* [Stated exercise A]: Retype a passage from the excerpt on Brisbane's temperature record word for word, starting with the words "Figure 3. The" and ending after the words "the raw data.".

Start of Source excerpt

THE OFFICIAL BRISBANE RECORD

The official temperature record for Brisbane is from a combination of two official Bureau series both recorded at the airport (Series 40223 and 40842), and subsequently homogenised. The homogenisation method is outlined in general terms in a peer-reviewed article by Blair Trewin published in 2013.

In the case of Brisbane, Blair Trewin has decided to begin the official record in 1950, which is presented as a bar chart at the Bureau of Meteorology website, as shown in Figure 2.

Figure 2. The official annual mean maximum temperature record for Brisbane, as displayed at the Bureau of Meteorology website.

The temperature series used to construct this bar chart are shown in Figure 3, as well as the resulting ACORN-SAT versions 1 and 2.

ACORN-SAT version 2, as shown in Figure 3, represents the official record for Brisbane and data from this series is incorporated into international datasets.

Figure 3. The temperature series that are homogenised by Blair Trewin and then used to create the ACORN-SAT series, also shown.

The latest official ACORN-SAT maximum temperature series for Brisbane (version 2 in Figure 3) suggests warming of 0.9 degrees Celsius per century.

To be clear, this temperature series does not show the early measurements for Brisbane, so it does not show how hot temperatures were in 1902 and then again in 1912 and 1915. The official record also does not show the period of overall cooling, to about 1960.

CHANGING SITES AND CHANGING EQUIPMENT

It is a fact that understanding the true temperature history of a place can be difficult because of: site moves, changes in equipment, changes in the method of recording for the same equipment, and homogenisation of the raw data.
A true representation of temperatures over the last 100 years for Brisbane would not ignore the long series beginning in 1840. Nor would a true representation gloss over the many equipment changes particularly since 1995, as shown in the first Gantt chart, and that Jaco Vlok has began to document in Table 1.

End of Source excerpt
Start of Supplied data

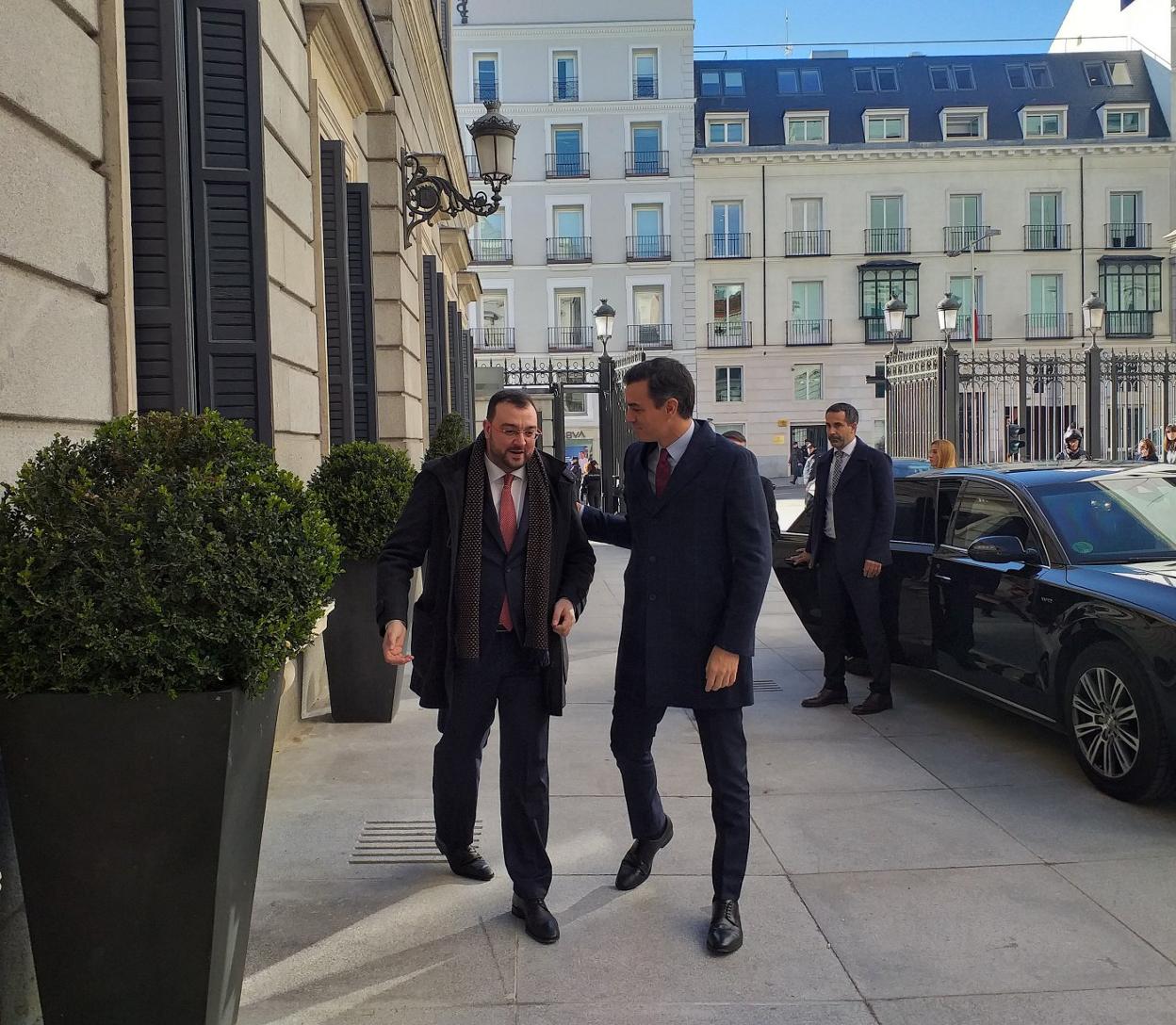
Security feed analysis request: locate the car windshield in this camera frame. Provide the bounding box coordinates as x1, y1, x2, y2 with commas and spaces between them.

End of Supplied data
Start of Supplied data

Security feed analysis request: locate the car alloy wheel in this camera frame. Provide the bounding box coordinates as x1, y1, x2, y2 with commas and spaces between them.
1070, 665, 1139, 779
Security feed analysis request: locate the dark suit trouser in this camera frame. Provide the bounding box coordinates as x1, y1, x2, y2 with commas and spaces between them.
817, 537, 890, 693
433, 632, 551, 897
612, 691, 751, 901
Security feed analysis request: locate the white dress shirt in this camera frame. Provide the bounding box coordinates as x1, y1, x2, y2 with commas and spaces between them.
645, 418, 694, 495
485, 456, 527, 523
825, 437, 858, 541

End of Supplied data

* [Stated exercise B]: Echo the lines of the records without any change, starting with the line that contains "Security feed analysis request: locate the dark" and ending after the line that contains "825, 437, 858, 541".

* [Complete response A]:
Figure 3. The temperature series that are homogenised by Blair Trewin and then used to create the ACORN-SAT series, also shown.

The latest official ACORN-SAT maximum temperature series for Brisbane (version 2 in Figure 3) suggests warming of 0.9 degrees Celsius per century.

To be clear, this temperature series does not show the early measurements for Brisbane, so it does not show how hot temperatures were in 1902 and then again in 1912 and 1915. The official record also does not show the period of overall cooling, to about 1960.

CHANGING SITES AND CHANGING EQUIPMENT

It is a fact that understanding the true temperature history of a place can be difficult because of: site moves, changes in equipment, changes in the method of recording for the same equipment, and homogenisation of the raw data.

* [Complete response B]:
Security feed analysis request: locate the dark suit trouser in this camera frame. Provide the bounding box coordinates as x1, y1, x2, y2 with commas and spaces between them.
817, 537, 890, 693
433, 632, 551, 897
612, 691, 751, 901
Security feed analysis request: locate the white dress shirt in this camera frame. Provide the bounding box coordinates as x1, y1, x2, y2 with commas and spaces between them.
645, 418, 694, 495
485, 456, 527, 523
825, 437, 858, 541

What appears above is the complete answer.